**Objective**
Transcribe the full listing below exactly.

**The records**

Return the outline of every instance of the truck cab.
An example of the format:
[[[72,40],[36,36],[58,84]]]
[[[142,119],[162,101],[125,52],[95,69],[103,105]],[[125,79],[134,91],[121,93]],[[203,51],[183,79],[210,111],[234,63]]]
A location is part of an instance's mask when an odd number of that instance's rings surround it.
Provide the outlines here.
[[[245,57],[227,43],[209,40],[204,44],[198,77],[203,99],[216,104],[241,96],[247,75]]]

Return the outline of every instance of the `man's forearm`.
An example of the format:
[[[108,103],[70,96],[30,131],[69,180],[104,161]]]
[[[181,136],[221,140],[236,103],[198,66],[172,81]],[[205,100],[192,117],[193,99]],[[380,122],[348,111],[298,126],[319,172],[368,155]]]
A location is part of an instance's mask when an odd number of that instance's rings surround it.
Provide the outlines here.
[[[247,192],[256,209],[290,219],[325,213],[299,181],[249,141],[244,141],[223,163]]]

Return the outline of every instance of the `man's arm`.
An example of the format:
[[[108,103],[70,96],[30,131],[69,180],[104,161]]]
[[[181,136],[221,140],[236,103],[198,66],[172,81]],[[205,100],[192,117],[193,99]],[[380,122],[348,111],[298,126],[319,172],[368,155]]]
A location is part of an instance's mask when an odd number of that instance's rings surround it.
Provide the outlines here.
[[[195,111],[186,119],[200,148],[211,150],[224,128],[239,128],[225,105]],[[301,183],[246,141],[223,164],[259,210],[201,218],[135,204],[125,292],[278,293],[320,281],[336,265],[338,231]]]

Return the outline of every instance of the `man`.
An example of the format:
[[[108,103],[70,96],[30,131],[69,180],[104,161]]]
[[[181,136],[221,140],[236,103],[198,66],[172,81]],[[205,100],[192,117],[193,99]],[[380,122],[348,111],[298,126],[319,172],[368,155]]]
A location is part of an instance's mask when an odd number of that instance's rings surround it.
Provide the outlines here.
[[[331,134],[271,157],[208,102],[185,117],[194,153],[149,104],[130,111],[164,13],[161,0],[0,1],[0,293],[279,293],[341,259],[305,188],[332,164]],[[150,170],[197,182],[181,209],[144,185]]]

**Written solution**
Return the outline of every instance of the truck cab.
An example of the format:
[[[72,40],[36,36],[58,84]]]
[[[142,119],[162,101],[125,52],[95,69],[103,105]],[[125,79],[134,91],[121,93]],[[203,51],[183,79],[210,111],[234,63]]]
A location is part of an instance's mask when an odd number of that instance's rings surround it.
Provide the outlines here.
[[[245,57],[227,43],[209,40],[204,44],[198,77],[203,99],[216,104],[241,96],[247,75]]]

Return the outline of every instance of the `man's forearm`.
An example of the format:
[[[108,103],[70,96],[30,131],[69,180],[104,161]]]
[[[181,136],[221,140],[236,103],[198,66],[172,81]],[[205,100],[192,117],[193,99]],[[380,122],[348,111],[298,126],[319,172],[368,155]]]
A location is part of an instance's mask when an odd number of that instance's rings surround it.
Provide the outlines here.
[[[247,192],[256,209],[290,219],[325,213],[299,181],[249,141],[244,141],[223,163]]]

Return the outline of every instance of the `man's arm`.
An example of the format:
[[[108,103],[70,96],[30,131],[69,180],[104,161]]]
[[[181,136],[221,140],[236,103],[198,66],[172,81]],[[205,100],[192,117],[193,99]],[[380,122],[348,111],[298,126],[319,172],[368,155]]]
A location is part of an instance's mask when an odd number of that instance's rings surround it.
Provide the outlines here.
[[[195,111],[186,119],[200,148],[211,150],[224,128],[239,128],[225,105]],[[301,183],[246,141],[223,164],[259,210],[201,218],[135,204],[125,292],[278,293],[320,281],[336,265],[338,231]]]

Return the outline of every instance of the `man`.
An example of the format:
[[[108,103],[70,96],[30,131],[69,180],[104,161]]]
[[[181,136],[221,140],[236,103],[198,66],[172,81]],[[205,100],[192,117],[193,99]],[[380,122],[348,111],[298,126],[319,172],[368,155]]]
A location is part of an instance's mask when an odd number of that instance's rings surround it.
Provide the outlines here.
[[[331,134],[271,157],[208,102],[185,117],[194,153],[149,104],[130,111],[164,13],[161,0],[0,1],[0,293],[279,293],[341,259],[305,188],[332,164]],[[150,170],[197,182],[181,209],[144,185]]]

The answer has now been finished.